** Begin Extracted information **

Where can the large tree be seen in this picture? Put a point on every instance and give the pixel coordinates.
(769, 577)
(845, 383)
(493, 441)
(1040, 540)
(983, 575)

** End Extracted information **

● **Work to be completed**
Reproduce each of the entries above word for word, with no changes.

● **Task output**
Where can the large tree be seen in this picture? Put a point on every instance and give the pixel coordinates.
(769, 577)
(845, 383)
(493, 441)
(1040, 540)
(983, 575)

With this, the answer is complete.